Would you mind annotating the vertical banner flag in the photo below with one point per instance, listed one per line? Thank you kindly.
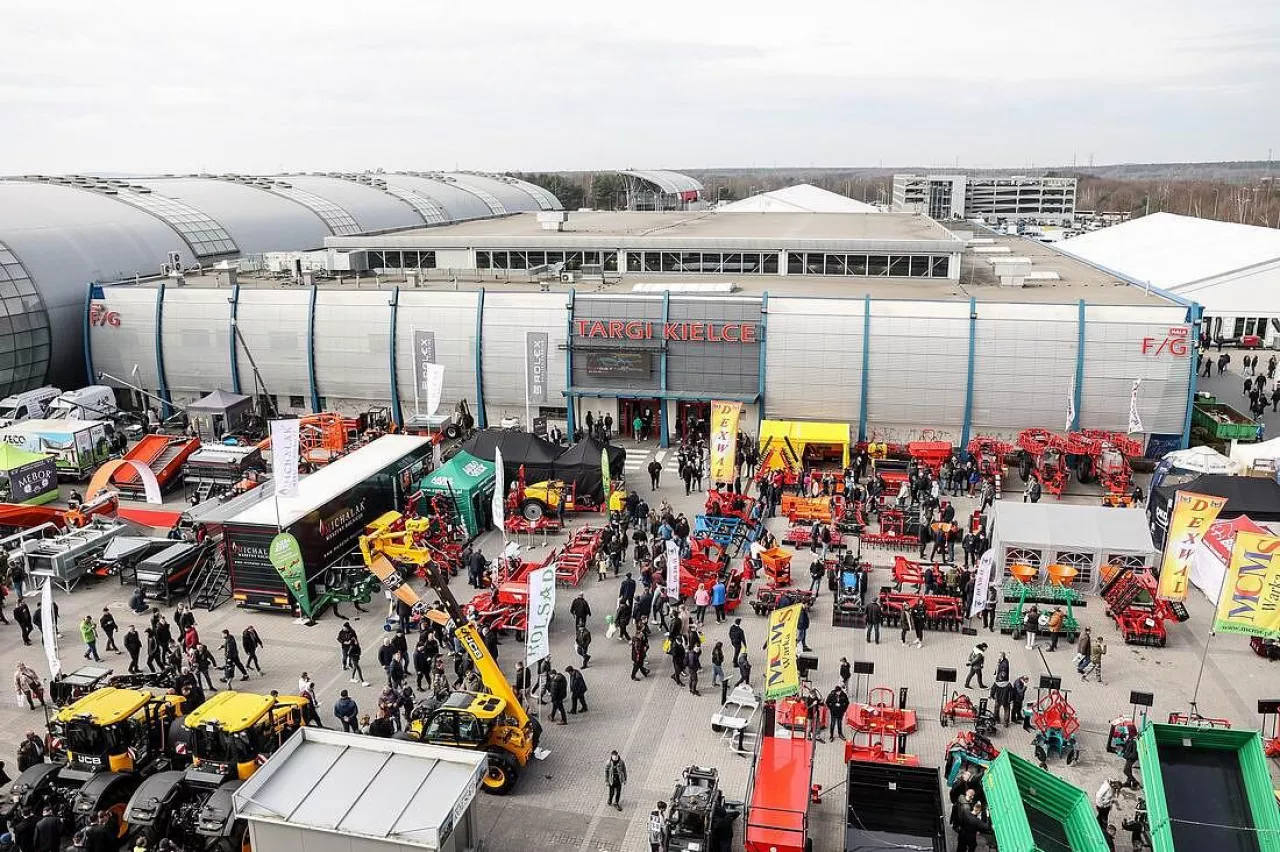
(607, 477)
(723, 449)
(542, 604)
(781, 673)
(1192, 517)
(49, 628)
(286, 555)
(1134, 420)
(284, 457)
(672, 571)
(982, 581)
(499, 493)
(1249, 603)
(1070, 406)
(536, 344)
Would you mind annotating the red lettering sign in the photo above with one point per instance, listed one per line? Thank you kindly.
(99, 315)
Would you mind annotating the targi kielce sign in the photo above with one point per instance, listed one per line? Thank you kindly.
(1193, 514)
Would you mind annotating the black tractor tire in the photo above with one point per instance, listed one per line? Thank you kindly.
(501, 777)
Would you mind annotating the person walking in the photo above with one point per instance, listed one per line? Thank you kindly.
(347, 713)
(615, 777)
(251, 641)
(108, 623)
(576, 690)
(977, 658)
(873, 619)
(88, 635)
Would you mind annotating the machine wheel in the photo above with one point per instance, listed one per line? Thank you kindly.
(502, 773)
(533, 509)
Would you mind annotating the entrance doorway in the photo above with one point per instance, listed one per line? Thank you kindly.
(693, 418)
(649, 411)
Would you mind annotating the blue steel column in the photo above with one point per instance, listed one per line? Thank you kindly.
(481, 421)
(88, 349)
(867, 355)
(570, 401)
(968, 392)
(311, 351)
(234, 344)
(1079, 371)
(167, 408)
(764, 324)
(397, 416)
(1196, 316)
(664, 431)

*-*-*

• [THE PROBLEM] Please restate word for word only the lines running from the line that contains "Would you mind annotating the entrance" to the final line of the listing above.

• [EXERCISE SOLUTION]
Would you mind annotating the entrance doorway in the photo above with one point per instance, listed one per line? Thank you kindly.
(693, 418)
(649, 411)
Would you mind annotating the blue steel column in the photo above with one point per instance, listed one per line? Thank you kindly.
(481, 421)
(88, 349)
(867, 355)
(570, 401)
(968, 392)
(311, 351)
(234, 344)
(1079, 371)
(167, 408)
(764, 324)
(397, 416)
(1196, 316)
(664, 431)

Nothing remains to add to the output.